**Task directions:** From the records below, copy out word for word the lines that begin at the one containing "Go through the" and stop after the one containing "[0,0,1023,682]".

**Exercise data:**

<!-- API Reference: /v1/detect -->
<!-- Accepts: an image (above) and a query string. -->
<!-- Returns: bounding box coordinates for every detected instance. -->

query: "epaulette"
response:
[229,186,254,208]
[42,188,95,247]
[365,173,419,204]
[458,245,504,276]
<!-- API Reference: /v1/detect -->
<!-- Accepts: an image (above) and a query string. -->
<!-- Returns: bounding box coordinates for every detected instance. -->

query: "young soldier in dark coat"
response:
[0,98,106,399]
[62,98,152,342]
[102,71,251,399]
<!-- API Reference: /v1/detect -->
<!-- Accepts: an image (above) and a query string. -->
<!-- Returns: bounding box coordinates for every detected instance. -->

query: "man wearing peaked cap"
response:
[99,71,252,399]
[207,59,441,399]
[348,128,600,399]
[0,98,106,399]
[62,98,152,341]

...

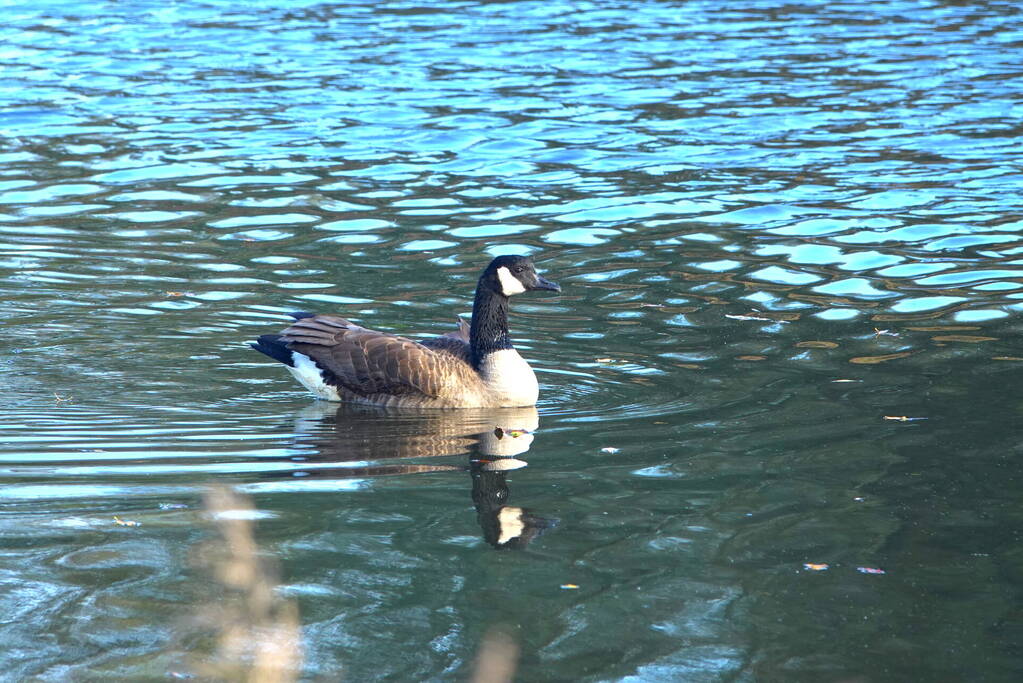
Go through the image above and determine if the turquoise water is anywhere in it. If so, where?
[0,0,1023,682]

**Solution to the exercise:**
Go through the image above and determine if the turquoise water is anywhere in it. If so, where?
[0,0,1023,682]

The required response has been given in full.